> _REQUIREMENT 1_:
Answer these questions about the patch message below:
(a) Which xfs function does the patch say it follows the lead of?
(b) Which file receives 48 added lines?
(c) How many files are changed, and how many insertions are made in total?

2018-06-20 22:15:03

by Ross Zwisler

[permalink] [raw]
Subject: [PATCH 2/2] ext4: handle layout changes to pinned DAX mappings

Follow the lead of xfs_break_dax_layouts() and add synchronization between
operations in ext4 which remove blocks from an inode (hole punch, truncate
down, etc.) and pages which are pinned due to DAX DMA operations.

Signed-off-by: Ross Zwisler <ross.zwisler-VuQAYsv1563Yd54FQh9/[email protected]>
---
fs/ext4/ext4.h | 1 +
fs/ext4/extents.c | 12 ++++++++++++
fs/ext4/inode.c | 48 ++++++++++++++++++++++++++++++++++++++++++++++++
fs/ext4/truncate.h | 1 +
4 files changed, 62 insertions(+)

> _TASK INPUTS_:
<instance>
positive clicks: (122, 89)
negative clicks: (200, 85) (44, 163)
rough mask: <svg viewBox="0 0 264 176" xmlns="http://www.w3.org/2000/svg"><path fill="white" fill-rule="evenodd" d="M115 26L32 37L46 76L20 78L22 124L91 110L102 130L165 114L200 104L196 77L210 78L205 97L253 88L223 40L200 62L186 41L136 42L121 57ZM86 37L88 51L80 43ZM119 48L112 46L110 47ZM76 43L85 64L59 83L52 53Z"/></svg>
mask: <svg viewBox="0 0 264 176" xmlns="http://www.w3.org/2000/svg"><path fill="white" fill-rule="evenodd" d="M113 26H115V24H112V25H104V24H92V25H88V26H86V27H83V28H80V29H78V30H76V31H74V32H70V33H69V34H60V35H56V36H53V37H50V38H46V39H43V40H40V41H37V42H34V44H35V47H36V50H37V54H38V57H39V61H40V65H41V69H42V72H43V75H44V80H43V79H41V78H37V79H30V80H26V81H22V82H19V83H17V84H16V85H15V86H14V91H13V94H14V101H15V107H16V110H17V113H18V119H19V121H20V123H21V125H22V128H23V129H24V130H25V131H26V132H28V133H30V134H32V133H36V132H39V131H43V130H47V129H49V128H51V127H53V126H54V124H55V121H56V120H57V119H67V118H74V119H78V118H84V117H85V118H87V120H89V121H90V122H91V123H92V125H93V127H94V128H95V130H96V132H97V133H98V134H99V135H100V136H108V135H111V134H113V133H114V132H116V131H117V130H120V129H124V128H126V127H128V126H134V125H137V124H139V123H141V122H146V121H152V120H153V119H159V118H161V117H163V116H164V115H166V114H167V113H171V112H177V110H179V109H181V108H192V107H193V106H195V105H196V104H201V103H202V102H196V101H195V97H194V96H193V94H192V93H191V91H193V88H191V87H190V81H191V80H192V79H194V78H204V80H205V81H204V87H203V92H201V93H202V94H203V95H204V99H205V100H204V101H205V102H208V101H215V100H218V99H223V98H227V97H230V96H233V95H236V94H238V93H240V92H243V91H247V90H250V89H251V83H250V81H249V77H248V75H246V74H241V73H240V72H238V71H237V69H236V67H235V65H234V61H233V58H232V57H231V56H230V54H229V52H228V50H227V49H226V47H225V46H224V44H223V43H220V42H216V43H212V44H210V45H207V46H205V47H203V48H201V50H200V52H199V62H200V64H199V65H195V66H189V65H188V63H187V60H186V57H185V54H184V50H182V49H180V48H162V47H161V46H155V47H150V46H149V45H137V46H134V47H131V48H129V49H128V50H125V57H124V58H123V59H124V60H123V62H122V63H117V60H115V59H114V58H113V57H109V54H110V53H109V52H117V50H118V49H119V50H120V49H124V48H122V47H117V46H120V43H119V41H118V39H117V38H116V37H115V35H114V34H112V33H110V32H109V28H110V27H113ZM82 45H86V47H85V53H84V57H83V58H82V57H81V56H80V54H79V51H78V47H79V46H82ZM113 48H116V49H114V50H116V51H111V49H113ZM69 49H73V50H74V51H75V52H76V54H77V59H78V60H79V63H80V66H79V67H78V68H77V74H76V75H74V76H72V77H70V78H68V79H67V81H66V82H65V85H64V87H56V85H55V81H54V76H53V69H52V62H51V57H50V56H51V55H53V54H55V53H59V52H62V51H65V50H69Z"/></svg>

> _REQUIREMENT 2_: Copy out the listing above word for word, from its first line through the line containing "rough mask: <svg", with both of those lines included.

> _FINAL ANSWER 1_:
(a) xfs_break_dax_layouts()
(b) fs/ext4/inode.c
(c) 4 files changed, with 62 insertions

> _FINAL ANSWER 2_:
<instance>
positive clicks: (122, 89)
negative clicks: (200, 85) (44, 163)
rough mask: <svg viewBox="0 0 264 176" xmlns="http://www.w3.org/2000/svg"><path fill="white" fill-rule="evenodd" d="M115 26L32 37L46 76L20 78L22 124L91 110L102 130L165 114L200 104L196 77L210 78L205 97L253 88L223 40L200 62L186 41L136 42L121 57ZM86 37L88 51L80 43ZM119 48L112 46L110 47ZM76 43L85 64L59 83L52 53Z"/></svg>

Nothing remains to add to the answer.